• [Problemas por resolver]
- 1) Responde estas preguntas sobre el artículo acerca de la segunda ronda electoral en Costa Rica:
(a) ¿Cuántos candidatos a la presidencia participaron en la primera ronda?
(b) ¿Qué porcentaje de los votos válidos obtuvieron quienes ocuparon los dos primeros lugares?
(c) ¿Qué país de la región, junto con Costa Rica, figura entre las democracias plenas según el índice de The Economist?
- 2) Escribe la continuación del artículo acerca de la segunda ronda electoral en Costa Rica, empezando después de su último párrafo.

• [Texto mostrado]
Partidos políticos debilitados y segunda ronda
Miguel Angel Rodríguez [email protected] | Lunes 04 abril, 2022
Escribo este artículo antes de que se celebre la segunda ronda de nuestro proceso electoral. Costa Rica llega a este balotaje con muchos valiosos claros y algunos amenazantes oscuros.
Es la más antigua y consolidada democracia de América Latina. Junto con Uruguay son las únicas naciones de nuestra región entre las 21 catalogadas como democracias plenas por el índice de The Economist.
Pero sabemos que Costa Rica al llegar a este proceso sufre, al igual que muchos otros países, tiempos de pérdida de prestigio y estima por la democracia y el estado de derecho, de desconfianza con las élites, de fragilidad y fraccionamiento de los partidos políticos.
En la primera ronda participaron 25 candidatos a la presidencia y quienes ocuparon los dos primeros lugares que van a la segunda ronda solo obtuvieron un 44,06% de los votos válidos. Los cuatro candidatos que les siguieron obtuvieron un 48,41.
En este balotaje quienes se enfrentan gozaron directamente de un apoyo popular bajo y un tercio de quienes tienen intención de votar lo hacen contra un candidato. La campaña después de febrero ha sido principalmente de acusaciones personales contra el candidato opositor
Independientemente del resultado electoral de este 3 de abril estos hechos ratifican el gran debilitamiento de los partidos políticos.
Esto es grave porque en la democracia los partidos políticos juegan un papel central para facilitar la gobernabilidad y la cultura democrática.
Un partido político con vocación de gobernar, un partido de masas, requiere conciliar los intereses de diversos sectores del electorado: empresarios y trabajadores, campesinos y obreros, profesionales y amas de casa, mujeres y hombres, personas de diversas formaciones culturales, de diversos estratos sociales y económicos. Para ganar y poder gobernar con apoyo popular, el partido necesita representar diferentes intereses que se funden en el crisol de unos valores y métodos de acción comunes. Unos más de centro, otros más de izquierda o de derecha, aunque esa clasificación sea cada día más imprecisa.
Claro que también puede un partido representar intereses y valores que atraen a un grupo específico de la población. En un régimen parlamentario una representación minoritaria puede ser parte de una coalición de gobierno. En un régimen presidencialista, como el costarricense, su fracción legislativa es un instrumento de control de la acción de gobierno y promotora de proyectos concretos de su interés.

• [Registros de datos]
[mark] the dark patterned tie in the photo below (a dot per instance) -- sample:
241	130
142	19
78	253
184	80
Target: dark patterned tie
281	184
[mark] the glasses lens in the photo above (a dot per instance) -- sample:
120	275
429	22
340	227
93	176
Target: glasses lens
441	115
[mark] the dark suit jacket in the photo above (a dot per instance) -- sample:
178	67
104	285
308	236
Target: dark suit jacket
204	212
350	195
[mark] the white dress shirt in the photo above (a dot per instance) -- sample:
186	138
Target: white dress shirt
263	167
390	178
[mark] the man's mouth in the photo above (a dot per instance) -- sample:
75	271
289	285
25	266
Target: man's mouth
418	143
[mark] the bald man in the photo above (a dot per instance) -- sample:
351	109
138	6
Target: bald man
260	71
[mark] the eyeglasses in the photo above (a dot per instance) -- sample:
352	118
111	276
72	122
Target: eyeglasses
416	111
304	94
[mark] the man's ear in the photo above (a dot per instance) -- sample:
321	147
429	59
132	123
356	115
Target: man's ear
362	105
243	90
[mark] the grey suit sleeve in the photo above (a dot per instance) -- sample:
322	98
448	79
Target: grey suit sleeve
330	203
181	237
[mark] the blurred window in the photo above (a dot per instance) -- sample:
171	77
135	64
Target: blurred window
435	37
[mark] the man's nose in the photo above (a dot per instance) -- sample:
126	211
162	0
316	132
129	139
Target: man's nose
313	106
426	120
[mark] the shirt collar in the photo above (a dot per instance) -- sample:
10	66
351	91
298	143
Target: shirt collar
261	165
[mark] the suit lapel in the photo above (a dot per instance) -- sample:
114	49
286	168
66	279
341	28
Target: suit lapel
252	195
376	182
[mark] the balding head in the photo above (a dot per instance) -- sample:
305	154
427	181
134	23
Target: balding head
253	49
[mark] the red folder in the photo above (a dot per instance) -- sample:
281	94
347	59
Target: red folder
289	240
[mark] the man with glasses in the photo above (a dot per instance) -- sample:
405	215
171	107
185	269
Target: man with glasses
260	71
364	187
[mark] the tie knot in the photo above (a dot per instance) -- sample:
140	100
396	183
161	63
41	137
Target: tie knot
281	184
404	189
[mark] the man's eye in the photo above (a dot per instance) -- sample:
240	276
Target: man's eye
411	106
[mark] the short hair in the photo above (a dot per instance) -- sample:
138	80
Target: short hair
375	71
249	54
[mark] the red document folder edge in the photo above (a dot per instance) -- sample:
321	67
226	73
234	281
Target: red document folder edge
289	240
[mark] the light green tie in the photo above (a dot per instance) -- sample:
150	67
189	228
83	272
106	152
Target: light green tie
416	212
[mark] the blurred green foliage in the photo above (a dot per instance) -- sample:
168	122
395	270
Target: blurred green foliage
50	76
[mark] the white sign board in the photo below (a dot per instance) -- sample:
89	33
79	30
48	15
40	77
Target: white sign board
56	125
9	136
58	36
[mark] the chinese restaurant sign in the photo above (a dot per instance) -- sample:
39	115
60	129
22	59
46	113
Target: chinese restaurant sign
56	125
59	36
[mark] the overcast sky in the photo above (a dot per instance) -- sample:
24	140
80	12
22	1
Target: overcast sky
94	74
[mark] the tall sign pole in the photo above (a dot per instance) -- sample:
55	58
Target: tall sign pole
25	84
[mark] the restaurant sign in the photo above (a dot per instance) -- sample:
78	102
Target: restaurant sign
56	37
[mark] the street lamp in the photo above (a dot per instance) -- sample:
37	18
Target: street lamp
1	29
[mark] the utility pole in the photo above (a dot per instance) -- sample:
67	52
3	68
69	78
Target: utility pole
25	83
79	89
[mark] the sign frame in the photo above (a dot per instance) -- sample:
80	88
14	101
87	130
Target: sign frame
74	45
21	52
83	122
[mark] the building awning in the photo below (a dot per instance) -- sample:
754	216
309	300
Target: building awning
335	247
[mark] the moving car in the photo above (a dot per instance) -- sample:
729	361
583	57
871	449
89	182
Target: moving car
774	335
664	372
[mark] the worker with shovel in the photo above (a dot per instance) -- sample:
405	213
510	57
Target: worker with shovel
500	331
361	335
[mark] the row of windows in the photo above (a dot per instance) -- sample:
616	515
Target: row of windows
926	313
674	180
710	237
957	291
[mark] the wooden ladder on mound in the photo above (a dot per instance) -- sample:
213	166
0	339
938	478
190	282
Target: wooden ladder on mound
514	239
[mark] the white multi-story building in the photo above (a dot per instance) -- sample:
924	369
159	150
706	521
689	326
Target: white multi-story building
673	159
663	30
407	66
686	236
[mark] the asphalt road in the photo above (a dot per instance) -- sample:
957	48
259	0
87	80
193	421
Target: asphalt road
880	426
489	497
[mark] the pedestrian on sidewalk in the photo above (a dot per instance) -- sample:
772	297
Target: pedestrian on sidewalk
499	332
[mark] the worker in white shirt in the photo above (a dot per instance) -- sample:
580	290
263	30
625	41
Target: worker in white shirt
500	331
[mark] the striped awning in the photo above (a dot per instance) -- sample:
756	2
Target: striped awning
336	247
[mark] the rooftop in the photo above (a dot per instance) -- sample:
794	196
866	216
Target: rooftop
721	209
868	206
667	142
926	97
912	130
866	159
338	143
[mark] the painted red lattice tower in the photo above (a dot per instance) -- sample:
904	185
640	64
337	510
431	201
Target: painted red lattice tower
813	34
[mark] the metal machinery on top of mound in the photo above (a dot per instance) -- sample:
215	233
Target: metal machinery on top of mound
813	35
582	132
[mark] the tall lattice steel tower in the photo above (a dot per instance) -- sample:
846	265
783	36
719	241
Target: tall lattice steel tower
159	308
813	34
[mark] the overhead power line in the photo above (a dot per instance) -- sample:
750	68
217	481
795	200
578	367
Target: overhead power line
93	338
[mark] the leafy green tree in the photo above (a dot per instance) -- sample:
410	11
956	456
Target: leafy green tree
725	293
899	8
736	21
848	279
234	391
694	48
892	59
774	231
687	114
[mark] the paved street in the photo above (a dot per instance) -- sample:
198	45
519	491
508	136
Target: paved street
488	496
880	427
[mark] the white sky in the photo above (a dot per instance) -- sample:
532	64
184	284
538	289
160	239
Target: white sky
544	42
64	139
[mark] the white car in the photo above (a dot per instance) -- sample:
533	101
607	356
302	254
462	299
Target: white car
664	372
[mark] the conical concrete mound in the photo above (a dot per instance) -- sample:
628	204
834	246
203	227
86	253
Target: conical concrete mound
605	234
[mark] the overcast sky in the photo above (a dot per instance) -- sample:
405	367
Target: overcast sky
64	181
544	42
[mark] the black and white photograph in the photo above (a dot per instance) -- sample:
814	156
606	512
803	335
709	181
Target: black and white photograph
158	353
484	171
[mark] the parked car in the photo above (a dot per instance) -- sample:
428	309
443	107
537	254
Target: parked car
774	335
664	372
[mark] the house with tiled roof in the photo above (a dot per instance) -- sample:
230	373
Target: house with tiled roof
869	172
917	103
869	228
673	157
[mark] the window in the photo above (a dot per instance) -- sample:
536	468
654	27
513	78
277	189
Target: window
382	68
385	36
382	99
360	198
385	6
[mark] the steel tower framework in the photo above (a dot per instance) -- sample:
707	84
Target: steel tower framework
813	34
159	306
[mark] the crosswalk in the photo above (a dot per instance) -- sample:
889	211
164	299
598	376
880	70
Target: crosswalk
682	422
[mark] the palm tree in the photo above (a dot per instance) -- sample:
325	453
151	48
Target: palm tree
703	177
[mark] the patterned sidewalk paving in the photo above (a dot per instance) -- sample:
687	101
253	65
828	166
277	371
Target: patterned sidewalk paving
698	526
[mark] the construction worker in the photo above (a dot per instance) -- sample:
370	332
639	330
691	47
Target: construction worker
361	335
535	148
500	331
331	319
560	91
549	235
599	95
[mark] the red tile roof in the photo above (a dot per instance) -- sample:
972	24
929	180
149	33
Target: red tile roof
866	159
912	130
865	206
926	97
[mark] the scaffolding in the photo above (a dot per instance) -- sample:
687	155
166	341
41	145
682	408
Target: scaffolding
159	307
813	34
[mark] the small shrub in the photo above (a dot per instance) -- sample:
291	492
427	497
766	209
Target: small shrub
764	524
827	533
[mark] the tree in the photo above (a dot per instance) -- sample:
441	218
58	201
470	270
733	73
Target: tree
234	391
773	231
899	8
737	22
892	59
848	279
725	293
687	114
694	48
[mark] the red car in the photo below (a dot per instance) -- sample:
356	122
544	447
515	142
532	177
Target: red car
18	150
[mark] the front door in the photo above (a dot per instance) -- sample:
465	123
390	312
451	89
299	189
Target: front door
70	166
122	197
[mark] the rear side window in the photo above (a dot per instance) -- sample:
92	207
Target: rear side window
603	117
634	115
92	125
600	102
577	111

...

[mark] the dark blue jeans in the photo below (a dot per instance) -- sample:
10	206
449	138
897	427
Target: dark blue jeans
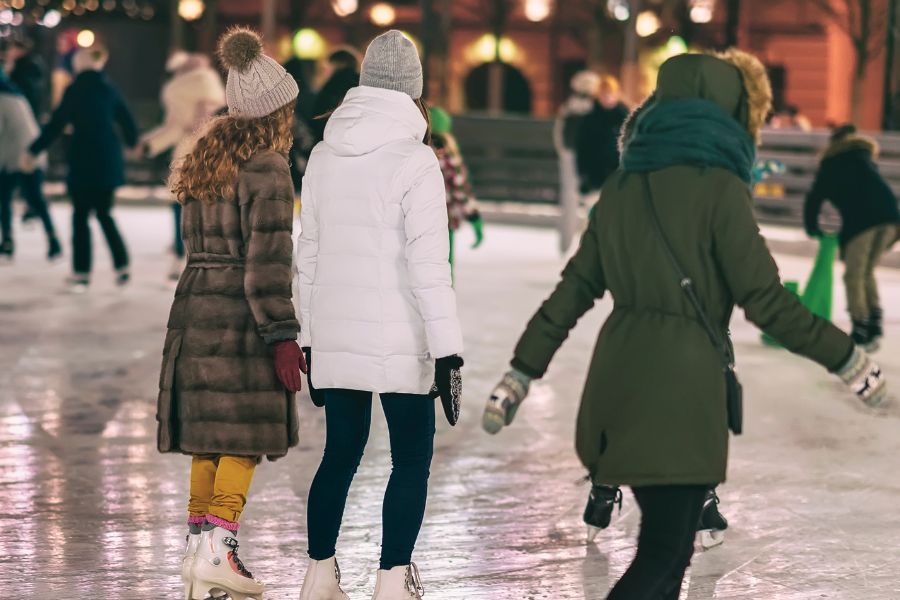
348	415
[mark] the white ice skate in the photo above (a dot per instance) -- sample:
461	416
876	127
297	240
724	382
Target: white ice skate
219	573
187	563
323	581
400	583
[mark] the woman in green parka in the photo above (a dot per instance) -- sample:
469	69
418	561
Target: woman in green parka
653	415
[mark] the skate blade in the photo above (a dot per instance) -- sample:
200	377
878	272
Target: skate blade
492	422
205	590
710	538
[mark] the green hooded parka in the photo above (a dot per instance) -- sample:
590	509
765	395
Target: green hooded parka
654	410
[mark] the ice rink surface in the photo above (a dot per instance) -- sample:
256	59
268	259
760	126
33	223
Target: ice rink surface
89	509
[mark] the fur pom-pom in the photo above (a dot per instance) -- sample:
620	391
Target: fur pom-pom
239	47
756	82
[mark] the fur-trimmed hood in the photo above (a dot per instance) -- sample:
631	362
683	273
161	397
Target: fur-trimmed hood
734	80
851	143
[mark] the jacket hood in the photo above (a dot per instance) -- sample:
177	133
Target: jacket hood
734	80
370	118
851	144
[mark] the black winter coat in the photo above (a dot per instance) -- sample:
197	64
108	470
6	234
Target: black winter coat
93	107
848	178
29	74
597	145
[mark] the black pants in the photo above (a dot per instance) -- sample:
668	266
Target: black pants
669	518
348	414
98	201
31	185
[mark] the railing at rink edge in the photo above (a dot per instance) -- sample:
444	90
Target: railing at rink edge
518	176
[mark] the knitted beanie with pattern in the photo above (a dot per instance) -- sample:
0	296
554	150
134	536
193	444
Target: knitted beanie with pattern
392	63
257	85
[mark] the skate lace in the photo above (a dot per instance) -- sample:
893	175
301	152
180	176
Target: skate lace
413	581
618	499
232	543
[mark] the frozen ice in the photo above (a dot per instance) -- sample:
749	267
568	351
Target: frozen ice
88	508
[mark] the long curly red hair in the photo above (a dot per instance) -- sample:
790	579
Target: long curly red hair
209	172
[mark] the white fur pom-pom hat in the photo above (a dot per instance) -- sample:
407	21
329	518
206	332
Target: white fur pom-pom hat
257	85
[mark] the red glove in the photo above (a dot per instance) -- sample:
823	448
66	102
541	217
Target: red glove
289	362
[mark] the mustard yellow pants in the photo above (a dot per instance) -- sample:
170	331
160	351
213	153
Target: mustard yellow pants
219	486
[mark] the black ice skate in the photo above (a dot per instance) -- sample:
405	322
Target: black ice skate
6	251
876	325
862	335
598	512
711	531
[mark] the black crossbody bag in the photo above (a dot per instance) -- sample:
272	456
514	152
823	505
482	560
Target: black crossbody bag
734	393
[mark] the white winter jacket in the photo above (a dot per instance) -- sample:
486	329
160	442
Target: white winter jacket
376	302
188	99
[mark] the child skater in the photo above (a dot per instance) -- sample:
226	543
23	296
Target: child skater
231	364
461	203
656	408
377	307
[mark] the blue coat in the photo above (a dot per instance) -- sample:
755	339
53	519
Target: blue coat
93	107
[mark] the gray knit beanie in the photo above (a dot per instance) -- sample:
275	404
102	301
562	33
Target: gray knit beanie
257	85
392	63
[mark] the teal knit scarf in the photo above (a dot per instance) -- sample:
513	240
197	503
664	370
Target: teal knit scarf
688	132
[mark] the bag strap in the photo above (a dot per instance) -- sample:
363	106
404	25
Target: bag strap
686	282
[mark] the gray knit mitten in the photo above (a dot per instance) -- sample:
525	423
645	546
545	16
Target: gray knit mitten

...

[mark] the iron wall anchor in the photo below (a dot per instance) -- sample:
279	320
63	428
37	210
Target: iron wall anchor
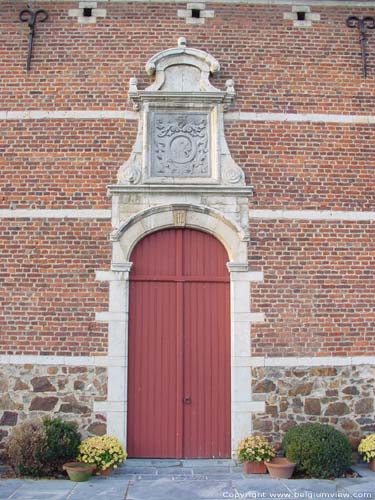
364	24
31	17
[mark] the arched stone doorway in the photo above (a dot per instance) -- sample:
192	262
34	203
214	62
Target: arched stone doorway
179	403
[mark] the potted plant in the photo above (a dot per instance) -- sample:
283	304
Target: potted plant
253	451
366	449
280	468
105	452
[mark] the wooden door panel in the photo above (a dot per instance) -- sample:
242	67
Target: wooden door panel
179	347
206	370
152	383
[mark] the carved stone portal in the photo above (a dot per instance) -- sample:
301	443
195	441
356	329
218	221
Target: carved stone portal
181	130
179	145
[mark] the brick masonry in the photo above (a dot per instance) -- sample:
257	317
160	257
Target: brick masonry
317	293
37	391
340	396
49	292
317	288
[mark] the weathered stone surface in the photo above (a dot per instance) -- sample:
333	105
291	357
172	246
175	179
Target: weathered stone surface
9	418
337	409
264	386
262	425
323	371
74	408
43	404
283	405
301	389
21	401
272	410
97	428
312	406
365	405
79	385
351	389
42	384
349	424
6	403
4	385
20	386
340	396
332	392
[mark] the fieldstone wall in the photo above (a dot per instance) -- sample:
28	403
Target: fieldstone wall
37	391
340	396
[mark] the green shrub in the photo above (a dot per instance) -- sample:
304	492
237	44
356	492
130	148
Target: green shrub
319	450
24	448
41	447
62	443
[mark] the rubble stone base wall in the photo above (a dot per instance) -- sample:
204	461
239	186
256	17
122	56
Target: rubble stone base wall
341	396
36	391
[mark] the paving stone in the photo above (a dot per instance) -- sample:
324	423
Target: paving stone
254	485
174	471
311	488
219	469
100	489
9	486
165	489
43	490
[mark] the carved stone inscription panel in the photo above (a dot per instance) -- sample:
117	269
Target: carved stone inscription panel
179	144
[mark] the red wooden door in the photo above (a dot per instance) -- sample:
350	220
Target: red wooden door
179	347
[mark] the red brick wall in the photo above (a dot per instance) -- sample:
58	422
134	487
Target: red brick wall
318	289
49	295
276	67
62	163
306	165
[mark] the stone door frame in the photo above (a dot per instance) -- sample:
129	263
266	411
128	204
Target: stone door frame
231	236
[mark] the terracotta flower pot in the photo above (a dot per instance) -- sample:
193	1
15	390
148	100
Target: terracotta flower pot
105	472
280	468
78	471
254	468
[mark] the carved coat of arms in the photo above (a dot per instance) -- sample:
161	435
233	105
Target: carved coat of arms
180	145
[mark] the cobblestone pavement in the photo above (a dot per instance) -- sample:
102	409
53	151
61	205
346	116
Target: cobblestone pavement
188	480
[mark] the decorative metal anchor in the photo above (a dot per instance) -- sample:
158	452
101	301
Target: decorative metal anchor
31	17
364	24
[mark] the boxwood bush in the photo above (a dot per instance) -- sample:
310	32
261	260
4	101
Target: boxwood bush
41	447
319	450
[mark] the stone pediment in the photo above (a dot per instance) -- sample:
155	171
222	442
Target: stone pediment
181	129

• [Respuestas]
- 1)
(a) 25 candidatos.
(b) El 44,06% de los votos válidos.
(c) Uruguay.

- 2)
Diferentes factores han debilitado a los partidos de masas.
La tecnología y la urbanización nos han trasladado de la relación basada en comunidades geográficas integradas por personas con diferentes condiciones socioeconómicas, a la interacción deshumanizada con nuestros anónimos contactos en las redes sociales. Hemos perdido la seguridad de relaciones laborales duraderas. La familia nuclear estable es cada vez una menor proporción. Carecemos de certezas y nos guían los relativismos: en los conocimientos, en los valores y hasta en los hechos.
Este desarraigo crea desconfianza y acrecienta la incertidumbre, enoja a los pueblos. Se agigantan la emotividad y el odio y se debilitan la racionalidad y el amor. Se impone el hígado y no el corazón, tampoco la mente.
Además, ciertamente la ineficacia de los gobiernos, la corrupción y el aumento de la desigualdad abonan esa desconfianza, el desencanto, la incertidumbre, el temor.
En esas condiciones priva la defensa y la promoción de los intereses más directos, más sectoriales, más de grupo. Las uniones se dan en contra del otro. Se facilita el fraccionamiento de los partidos y su multiplicación. Aparecen personas que desean liderar y surgen partidos cascarones, vacíos de contenido que son solo instrumentos para inscribir candidaturas y atraer votantes. Las campañas se vuelven cada vez más personalistas.
Los partidos no tienen trayectoria y los que vienen del pasado la pierden en el maremágnum de sus luchas internas. Así es muy difícil ofrecer a los electores programas coherentes y presentar equipos que generen confianza por la capacidad profesional y la honestidad probada de sus integrantes.
El costo de este cambio es la elección de gobiernos con bajo apoyo popular y grandes dificultades para gobernar, lo que luego, a su vez aumenta el descontento de los gobernados.
Y esas condiciones se dan cuando el triunfador en las elecciones de este 3 de abril enfrentará graves problemas a medio resolver, y con negativas influencias externas.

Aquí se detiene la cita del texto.